Brad Bird Interview – RATATOUILLE

     June 25, 2007

“The Incredibles”

“The Iron Giant”

“Family Dog”

Those are the last three things that Brad Bird directed, and if you can’t tell by reading the list of projects above, the man was born to make movies. Brad Bird is one of those rare artists that come along only a few times a generation. He’s a person who can tell a story without forcing it. He can make you laugh or cry and you wouldn’t see it coming. While I may be building him up to a level he’s uncomfortable with… trust me, I’m undervaluing his talent.

And while the projects above are great, his new movie “Ratatouille” could be the best yet. While I’d love to put them in order of my favorites, I’ve only seen the “Ratatouille” once and it’s not fair to make a big judgment on one viewing… but trust me.. it could easily end up my number one.

So what makes it so great?

Is it the story? The acting? The animation? Perhaps it’s the direction?

The reason “Ratatouille” is so great is all of the above.

Every ingredient in the recipe is perfect and the chef is, of course, Brad Bird. He has an ability to mix up everything just right. To not put in too much drama, or force unneeded laughter. Because if you do it just right, each aspect will complement one another and make the entire entrée perfect.

And while I’m doing a little dance to avoid the plot, if you need to know what it’s about… the film takes place in a restaurant in Paris and the chef, who you’ll come to love, is a little rat named Remy. The rest of the film is about trying to make a dream happen and not to lose your family and friends in the process.

As I’ve said a number of times already, “Ratatouille” is one of my favorite films of the year and one of the best animated films I’ve seen. Do yourself a favor and check it out this weekend when it opens.

And now the reason you’re here…. the Brad Bird interview.

Just a few days ago I was able to participate in a small roundtable interview with Brad at the Four Seasons in Beverly Hills. It was my first time getting to meet him and as a HUGE fan… it was something I couldn’t wait to participate in.

Of course we covered all the normal questions… “Incredibles 2.” Can you talk about “1906” (his next project)? I even asked about “Wall-E” and “Up” – the next two Pixar movies.

If you’re a fan of Brad you’ll dig the interview as he’s refreshingly honest and he also addresses why Pixar is so amazing – they don’t sell out for money!

And before getting to the interview, here is a link to the movie clips I posted a week ago and here is a link to the other interviews I did for the film. They’re only audio files but if you’re a big fan of Pixar you’ll like them.

Finally, if you’d like to listen to this interview as an MP3 click here.

And with that…. Brad Bird.

Question: So how does it feel to hit yet another home run in your long line of home runs?

Brad Bird: Oh, I don’t know, is it a home run yet? It hasn’t even opened.

It’s a home run.

Well, thank you I’m glad you feel that way. It was a real challenge making the movie because of the short schedule I had in my involvement in the movie but I’m really happy with how it turned out, so if you liked it that’s great.

I rarely make these kind of comments in a public setting but man, that f-ing movie was good.
===============
§ **Problems to work on**
1. Answer these questions about the Ratatouille interview page:
(a) In what city is the restaurant where the film takes place?
(b) What is the name of the rat who is the chef?
(c) At what hotel was the roundtable interview held?
2. Reproduce the Ratatouille interview page word for word, from "Brad Bird: Oh, I" down to "movie was good.".

§ **Raw data**
===============
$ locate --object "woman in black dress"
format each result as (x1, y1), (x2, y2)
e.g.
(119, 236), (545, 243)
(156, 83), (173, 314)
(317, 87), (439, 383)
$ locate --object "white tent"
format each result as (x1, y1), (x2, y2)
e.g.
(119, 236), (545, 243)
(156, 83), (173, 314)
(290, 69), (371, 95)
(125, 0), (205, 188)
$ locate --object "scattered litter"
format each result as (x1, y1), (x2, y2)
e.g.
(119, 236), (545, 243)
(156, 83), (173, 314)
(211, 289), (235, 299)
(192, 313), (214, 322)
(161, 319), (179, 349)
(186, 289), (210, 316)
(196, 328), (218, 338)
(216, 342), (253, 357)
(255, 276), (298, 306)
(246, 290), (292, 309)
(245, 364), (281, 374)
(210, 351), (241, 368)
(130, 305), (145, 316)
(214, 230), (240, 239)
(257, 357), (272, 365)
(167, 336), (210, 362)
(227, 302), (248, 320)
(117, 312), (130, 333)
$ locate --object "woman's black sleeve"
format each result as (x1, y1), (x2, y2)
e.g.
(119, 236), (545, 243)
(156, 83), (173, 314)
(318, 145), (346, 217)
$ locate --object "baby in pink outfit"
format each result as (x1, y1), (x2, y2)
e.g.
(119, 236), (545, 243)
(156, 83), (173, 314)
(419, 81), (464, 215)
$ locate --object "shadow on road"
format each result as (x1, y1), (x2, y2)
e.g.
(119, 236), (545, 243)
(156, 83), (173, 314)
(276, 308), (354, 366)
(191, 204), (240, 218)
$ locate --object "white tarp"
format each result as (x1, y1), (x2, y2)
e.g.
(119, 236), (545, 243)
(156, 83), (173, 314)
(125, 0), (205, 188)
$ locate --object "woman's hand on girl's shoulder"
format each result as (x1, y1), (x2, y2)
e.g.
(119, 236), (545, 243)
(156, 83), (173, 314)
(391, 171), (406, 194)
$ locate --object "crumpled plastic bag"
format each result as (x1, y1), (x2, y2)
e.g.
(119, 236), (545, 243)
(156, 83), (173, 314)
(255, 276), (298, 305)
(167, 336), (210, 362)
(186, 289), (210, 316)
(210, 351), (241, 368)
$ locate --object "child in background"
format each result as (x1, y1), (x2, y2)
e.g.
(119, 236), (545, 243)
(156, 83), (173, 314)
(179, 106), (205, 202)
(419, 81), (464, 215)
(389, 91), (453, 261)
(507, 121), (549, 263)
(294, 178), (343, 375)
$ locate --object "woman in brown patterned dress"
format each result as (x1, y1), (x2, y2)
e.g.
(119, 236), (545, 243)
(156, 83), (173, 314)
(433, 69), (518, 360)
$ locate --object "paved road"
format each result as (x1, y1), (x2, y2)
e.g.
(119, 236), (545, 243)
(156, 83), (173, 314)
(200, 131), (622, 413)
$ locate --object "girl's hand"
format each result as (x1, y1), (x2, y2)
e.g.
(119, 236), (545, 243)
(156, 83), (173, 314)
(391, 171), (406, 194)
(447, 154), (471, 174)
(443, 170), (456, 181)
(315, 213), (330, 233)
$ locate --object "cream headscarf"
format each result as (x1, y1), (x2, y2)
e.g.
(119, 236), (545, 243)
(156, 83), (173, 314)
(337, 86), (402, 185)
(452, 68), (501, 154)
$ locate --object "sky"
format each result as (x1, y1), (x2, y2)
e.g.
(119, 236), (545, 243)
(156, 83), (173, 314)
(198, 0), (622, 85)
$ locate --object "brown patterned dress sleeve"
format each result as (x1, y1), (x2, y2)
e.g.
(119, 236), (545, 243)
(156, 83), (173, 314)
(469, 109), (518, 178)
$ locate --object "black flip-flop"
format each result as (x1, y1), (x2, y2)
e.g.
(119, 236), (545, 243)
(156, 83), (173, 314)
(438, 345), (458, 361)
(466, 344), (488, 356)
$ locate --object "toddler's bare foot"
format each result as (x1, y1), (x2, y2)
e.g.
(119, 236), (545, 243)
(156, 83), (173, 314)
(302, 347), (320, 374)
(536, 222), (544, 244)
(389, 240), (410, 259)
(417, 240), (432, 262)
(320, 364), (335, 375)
===============
§ **Full answers**
1.
(a) Paris
(b) Remy
(c) The Four Seasons in Beverly Hills

2.
Brad Bird: Oh, I don’t know, is it a home run yet? It hasn’t even opened.

It’s a home run.

Well, thank you I’m glad you feel that way. It was a real challenge making the movie because of the short schedule I had in my involvement in the movie but I’m really happy with how it turned out, so if you liked it that’s great.

I rarely make these kind of comments in a public setting but man, that f-ing movie was good.